Set tasks.
1: In the passage on family immigration detention, what was the title of the report LIRS issued in 2007?
2: Rewrite the stretch of the passage on family immigration detention that opens with "In 2007, LIRS" and closes with "those in detention.", putting "group" wherever "delegation" appears.
3: Write the next part of the passage on family immigration detention, picking up after its final sentence.

Excerpt.

══════════════════════════════

In 2007, LIRS investigated conditions for families in detention and issued the “Locking Up Family Values” report which concluded that the use of jail-like detention for families is inhumane and never appropriate. In 2008, LIRS and several ELCA bishops, including signors to this statement, visited detention facilities in Virginia, New Jersey, Michigan, and Washington. The Michigan delegation heard accounts of how difficult it was to use telephones—a lifeline to legal counsel and family—or to visit with loved ones. In a New Jersey facility, the delegation met an asylum seeker from Tibet who had been detained for months. Lutheran and other faith leaders regularly hold vigils outside the New Jersey facility and minister to those in detention.

══════════════════════════════

Entries supplied.
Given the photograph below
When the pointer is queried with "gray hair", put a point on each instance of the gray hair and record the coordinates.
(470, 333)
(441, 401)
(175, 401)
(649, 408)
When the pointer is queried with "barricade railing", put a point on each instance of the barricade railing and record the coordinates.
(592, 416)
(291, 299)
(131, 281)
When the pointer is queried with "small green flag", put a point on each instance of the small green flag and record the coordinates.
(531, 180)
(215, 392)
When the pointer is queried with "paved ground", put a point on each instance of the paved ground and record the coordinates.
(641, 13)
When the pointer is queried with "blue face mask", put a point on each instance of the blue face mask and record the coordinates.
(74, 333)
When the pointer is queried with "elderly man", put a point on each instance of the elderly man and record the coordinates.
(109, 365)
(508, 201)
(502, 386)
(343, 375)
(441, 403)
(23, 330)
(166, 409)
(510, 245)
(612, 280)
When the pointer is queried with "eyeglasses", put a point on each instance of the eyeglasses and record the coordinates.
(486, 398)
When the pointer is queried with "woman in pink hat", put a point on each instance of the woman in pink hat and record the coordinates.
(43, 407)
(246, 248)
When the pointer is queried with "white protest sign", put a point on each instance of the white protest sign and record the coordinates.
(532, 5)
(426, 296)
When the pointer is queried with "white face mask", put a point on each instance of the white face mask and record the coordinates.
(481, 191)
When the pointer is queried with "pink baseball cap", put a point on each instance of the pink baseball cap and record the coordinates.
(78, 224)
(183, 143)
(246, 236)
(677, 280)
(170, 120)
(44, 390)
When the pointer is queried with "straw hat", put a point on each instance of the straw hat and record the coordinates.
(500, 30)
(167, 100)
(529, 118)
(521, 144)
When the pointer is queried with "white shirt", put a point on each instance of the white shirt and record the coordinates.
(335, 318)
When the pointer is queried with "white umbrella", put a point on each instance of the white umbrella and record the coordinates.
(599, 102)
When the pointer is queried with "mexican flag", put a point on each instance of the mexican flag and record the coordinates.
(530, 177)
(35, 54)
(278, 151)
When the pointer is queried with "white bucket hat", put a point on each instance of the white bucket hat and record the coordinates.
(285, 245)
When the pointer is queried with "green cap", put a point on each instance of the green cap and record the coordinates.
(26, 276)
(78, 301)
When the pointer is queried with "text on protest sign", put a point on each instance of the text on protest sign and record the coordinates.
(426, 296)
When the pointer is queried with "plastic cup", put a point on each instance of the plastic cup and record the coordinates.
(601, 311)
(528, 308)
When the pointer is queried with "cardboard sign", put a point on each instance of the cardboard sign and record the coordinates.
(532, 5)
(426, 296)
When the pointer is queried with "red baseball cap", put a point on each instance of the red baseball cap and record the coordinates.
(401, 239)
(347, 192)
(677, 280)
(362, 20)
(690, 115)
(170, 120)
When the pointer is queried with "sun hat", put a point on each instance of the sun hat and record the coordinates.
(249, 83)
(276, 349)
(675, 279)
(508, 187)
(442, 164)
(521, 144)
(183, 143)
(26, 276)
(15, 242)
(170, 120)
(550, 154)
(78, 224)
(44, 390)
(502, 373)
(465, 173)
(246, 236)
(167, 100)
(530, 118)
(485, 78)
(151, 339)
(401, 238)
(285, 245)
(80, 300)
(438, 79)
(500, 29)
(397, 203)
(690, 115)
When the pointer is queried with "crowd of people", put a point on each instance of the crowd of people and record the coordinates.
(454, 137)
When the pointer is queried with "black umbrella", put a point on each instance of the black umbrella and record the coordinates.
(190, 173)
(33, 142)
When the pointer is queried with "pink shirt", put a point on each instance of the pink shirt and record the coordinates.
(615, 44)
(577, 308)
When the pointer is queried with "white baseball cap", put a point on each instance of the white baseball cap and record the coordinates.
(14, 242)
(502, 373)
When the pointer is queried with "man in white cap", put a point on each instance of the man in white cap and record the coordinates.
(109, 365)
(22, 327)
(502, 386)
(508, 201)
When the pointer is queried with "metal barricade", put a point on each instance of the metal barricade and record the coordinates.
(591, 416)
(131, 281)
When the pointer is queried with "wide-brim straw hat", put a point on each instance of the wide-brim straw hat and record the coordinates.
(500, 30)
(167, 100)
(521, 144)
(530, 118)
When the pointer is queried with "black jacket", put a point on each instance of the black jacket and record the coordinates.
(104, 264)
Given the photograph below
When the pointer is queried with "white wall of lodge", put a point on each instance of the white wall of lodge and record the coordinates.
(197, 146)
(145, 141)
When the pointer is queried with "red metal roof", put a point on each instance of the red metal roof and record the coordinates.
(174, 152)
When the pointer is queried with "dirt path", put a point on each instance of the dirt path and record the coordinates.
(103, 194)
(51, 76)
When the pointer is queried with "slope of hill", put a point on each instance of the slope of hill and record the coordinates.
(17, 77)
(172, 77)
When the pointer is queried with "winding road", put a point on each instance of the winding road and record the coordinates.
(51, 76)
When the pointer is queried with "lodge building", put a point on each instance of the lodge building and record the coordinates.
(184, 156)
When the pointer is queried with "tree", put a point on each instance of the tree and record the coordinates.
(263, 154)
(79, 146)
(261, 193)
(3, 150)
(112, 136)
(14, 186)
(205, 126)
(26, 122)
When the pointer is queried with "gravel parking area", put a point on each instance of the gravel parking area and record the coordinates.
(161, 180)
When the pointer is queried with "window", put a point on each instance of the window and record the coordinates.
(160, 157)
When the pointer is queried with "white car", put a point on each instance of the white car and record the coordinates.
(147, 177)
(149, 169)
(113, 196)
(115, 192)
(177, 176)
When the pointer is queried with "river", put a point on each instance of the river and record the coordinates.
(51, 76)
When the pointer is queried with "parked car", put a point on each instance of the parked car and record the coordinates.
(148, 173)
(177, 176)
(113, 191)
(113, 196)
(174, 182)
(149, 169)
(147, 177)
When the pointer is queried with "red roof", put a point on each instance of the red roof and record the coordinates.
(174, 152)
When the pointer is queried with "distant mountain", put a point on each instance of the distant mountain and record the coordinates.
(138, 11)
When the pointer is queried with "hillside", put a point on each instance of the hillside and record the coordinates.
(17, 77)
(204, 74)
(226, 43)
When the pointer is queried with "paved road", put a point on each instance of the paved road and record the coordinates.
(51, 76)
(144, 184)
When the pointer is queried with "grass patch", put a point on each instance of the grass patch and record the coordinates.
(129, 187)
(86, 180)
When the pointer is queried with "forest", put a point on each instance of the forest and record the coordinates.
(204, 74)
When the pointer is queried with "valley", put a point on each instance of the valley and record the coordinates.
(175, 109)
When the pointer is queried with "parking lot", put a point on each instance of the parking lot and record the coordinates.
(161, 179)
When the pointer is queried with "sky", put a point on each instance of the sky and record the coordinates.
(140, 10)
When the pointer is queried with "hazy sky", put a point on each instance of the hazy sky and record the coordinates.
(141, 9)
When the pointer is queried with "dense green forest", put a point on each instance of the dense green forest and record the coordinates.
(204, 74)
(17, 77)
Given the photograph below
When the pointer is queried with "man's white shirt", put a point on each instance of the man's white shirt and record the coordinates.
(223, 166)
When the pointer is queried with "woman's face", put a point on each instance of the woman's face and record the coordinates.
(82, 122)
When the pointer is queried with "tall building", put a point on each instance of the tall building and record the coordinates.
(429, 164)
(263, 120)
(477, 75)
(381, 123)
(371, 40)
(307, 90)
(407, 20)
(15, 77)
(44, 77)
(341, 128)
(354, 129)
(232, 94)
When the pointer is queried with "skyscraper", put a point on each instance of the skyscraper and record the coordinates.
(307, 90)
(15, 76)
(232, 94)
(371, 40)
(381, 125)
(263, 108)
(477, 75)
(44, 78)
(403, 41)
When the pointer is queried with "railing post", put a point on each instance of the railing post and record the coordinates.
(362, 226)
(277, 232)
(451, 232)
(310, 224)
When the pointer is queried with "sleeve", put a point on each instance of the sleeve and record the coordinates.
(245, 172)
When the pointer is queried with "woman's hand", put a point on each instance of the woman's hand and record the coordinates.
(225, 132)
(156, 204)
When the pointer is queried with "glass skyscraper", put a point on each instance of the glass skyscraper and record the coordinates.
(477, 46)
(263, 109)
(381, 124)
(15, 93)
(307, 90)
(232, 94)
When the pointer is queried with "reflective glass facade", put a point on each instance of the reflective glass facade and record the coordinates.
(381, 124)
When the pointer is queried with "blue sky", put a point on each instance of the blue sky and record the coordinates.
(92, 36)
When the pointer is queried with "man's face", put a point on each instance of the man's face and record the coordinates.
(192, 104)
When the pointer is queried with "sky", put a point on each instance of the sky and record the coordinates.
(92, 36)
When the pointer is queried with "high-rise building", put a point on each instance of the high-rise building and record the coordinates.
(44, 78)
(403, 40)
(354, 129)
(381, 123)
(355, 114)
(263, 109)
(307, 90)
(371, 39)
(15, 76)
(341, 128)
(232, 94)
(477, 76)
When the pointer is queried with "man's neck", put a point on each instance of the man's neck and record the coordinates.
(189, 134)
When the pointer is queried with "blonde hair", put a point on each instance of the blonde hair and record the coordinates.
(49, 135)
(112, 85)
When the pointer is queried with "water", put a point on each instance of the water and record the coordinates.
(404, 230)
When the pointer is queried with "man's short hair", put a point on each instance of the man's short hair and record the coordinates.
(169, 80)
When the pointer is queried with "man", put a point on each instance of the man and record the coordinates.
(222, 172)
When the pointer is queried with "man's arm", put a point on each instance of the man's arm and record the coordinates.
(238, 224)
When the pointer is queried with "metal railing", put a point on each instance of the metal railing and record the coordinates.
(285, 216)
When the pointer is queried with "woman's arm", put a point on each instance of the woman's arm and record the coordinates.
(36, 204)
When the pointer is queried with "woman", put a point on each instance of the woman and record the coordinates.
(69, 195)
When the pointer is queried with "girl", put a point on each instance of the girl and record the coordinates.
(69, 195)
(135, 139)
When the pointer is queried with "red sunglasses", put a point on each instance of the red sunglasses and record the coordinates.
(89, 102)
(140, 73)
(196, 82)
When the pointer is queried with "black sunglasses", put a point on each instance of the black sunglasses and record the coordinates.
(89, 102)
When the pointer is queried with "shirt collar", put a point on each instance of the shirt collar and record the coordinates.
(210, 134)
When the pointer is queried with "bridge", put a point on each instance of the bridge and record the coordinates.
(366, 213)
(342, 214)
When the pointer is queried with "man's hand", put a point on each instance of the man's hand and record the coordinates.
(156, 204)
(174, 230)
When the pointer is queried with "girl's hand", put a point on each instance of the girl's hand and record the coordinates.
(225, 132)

══════════════════════════════

Set of answers.
1: "Locking Up Family Values"

2:
In 2007, LIRS investigated conditions for families in detention and issued the “Locking Up Family Values” report which concluded that the use of jail-like detention for families is inhumane and never appropriate. In 2008, LIRS and several ELCA bishops, including signors to this statement, visited detention facilities in Virginia, New Jersey, Michigan, and Washington. The Michigan group heard accounts of how difficult it was to use telephones—a lifeline to legal counsel and family—or to visit with loved ones. In a New Jersey facility, the group met an asylum seeker from Tibet who had been detained for months. Lutheran and other faith leaders regularly hold vigils outside the New Jersey facility and minister to those in detention.

3:
We are deeply troubled that our nation would resort to detention under what amounts to punitive prison conditions, against individuals who pose no threat to the community or national security. We are equally concerned that the federal government does not have adequate safeguards to ensure humane treatment for those detained. Our country should provide safe and humane conditions for anyone deprived of their liberty, no matter why they are being detained. The bill accomplishes that by setting clear, enforceable standards for the government to implement.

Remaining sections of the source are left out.